[Data drawn from a collection]
* START *
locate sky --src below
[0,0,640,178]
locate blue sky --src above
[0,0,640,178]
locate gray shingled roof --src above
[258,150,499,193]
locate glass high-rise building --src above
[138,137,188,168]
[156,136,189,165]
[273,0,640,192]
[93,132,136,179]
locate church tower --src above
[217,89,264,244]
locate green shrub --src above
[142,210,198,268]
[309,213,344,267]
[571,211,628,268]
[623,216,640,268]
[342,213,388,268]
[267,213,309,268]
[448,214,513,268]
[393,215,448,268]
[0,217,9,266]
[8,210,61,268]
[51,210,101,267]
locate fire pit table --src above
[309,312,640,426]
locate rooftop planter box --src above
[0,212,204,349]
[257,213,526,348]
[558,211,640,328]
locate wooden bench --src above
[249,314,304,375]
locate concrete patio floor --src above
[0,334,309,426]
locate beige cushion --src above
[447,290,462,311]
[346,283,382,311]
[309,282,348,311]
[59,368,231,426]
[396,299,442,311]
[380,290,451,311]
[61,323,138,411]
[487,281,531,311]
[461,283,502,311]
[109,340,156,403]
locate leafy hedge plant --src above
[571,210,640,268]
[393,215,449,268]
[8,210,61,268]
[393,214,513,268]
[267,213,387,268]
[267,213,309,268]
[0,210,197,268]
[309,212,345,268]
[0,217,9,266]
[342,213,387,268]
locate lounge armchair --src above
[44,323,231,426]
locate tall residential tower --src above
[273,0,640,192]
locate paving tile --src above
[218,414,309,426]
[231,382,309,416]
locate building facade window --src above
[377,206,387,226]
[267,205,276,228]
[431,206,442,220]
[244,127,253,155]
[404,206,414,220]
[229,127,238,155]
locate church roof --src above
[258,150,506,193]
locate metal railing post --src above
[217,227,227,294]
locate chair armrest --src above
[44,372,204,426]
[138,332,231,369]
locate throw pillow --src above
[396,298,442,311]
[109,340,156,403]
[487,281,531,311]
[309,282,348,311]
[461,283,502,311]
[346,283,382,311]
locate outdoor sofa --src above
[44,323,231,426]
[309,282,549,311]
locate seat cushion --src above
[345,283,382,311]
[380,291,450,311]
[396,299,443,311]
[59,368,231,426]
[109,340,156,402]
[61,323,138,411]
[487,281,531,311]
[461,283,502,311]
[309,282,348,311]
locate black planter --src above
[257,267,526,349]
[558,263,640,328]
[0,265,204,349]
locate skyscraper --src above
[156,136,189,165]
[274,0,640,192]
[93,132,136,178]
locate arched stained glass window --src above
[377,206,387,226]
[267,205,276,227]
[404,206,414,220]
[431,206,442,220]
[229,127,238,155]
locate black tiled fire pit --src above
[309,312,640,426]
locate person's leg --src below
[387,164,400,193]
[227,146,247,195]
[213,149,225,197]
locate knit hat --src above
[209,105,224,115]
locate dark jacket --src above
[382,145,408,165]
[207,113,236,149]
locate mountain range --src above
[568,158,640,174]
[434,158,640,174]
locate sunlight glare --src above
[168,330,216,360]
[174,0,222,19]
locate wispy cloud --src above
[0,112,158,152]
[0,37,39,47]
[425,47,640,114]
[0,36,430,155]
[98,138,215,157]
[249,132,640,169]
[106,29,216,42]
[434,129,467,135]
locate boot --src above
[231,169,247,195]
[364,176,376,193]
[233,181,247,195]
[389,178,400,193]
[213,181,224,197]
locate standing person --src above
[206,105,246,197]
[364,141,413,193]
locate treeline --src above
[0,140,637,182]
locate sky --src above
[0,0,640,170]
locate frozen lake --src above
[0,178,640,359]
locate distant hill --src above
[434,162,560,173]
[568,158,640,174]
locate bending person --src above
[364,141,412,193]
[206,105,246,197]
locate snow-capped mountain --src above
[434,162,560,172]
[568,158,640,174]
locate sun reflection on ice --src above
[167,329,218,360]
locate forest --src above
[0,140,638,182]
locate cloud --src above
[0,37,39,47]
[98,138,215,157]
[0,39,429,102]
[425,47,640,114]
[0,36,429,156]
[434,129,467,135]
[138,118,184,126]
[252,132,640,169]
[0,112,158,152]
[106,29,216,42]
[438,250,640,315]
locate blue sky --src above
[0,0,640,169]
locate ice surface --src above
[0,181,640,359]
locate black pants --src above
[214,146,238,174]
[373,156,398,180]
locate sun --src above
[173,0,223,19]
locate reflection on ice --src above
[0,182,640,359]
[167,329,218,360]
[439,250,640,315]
* END *
Turn the part of the listing that opens with the line containing "locate arched stained" and closes with the line containing "[438,250,640,315]" into a numbered list, with blank lines left out.

▸ **EXERCISE SOLUTION**
1. locate arched stained glass window --src above
2. [377,206,387,226]
3. [267,205,276,227]
4. [404,206,414,220]
5. [431,206,442,220]
6. [229,127,238,155]
7. locate black tiled fire pit --src above
8. [309,312,640,426]
9. locate person's leg --src below
10. [387,164,400,193]
11. [227,146,247,195]
12. [213,149,225,197]
13. locate knit hat --src above
14. [209,105,224,115]
15. locate dark jacket --src above
16. [382,145,408,165]
17. [207,113,236,149]
18. locate mountain range --src above
19. [568,158,640,174]
20. [434,158,640,174]
21. locate sunlight glare --src above
22. [168,330,216,360]
23. [174,0,222,19]
24. locate wispy cloud --src above
25. [0,112,158,152]
26. [0,37,39,47]
27. [425,47,640,114]
28. [0,36,430,155]
29. [98,138,215,157]
30. [249,132,640,169]
31. [106,29,216,42]
32. [434,129,467,135]
33. locate boot --src above
34. [231,169,247,195]
35. [364,176,376,193]
36. [233,181,247,195]
37. [389,178,400,193]
38. [213,181,224,197]
39. locate standing person --src above
40. [206,105,246,197]
41. [364,141,413,193]
42. locate treeline --src above
43. [0,140,637,182]
44. locate sky --src above
45. [0,0,640,170]
46. locate frozen lake --src above
47. [0,178,640,359]
48. locate distant hill --src above
49. [434,162,560,173]
50. [568,158,640,174]
51. locate bending person --src above
52. [364,141,412,193]
53. [206,105,246,197]
54. locate snow-capped mountain --src above
55. [434,162,560,172]
56. [568,158,640,174]
57. locate sun reflection on ice --src above
58. [167,329,218,360]
59. locate forest --src above
60. [0,140,638,182]
61. locate cloud --src above
62. [0,37,39,47]
63. [98,138,215,157]
64. [0,39,429,102]
65. [425,47,640,114]
66. [0,36,429,156]
67. [434,129,467,135]
68. [138,118,184,126]
69. [252,132,640,169]
70. [0,112,158,152]
71. [106,29,216,42]
72. [438,250,640,315]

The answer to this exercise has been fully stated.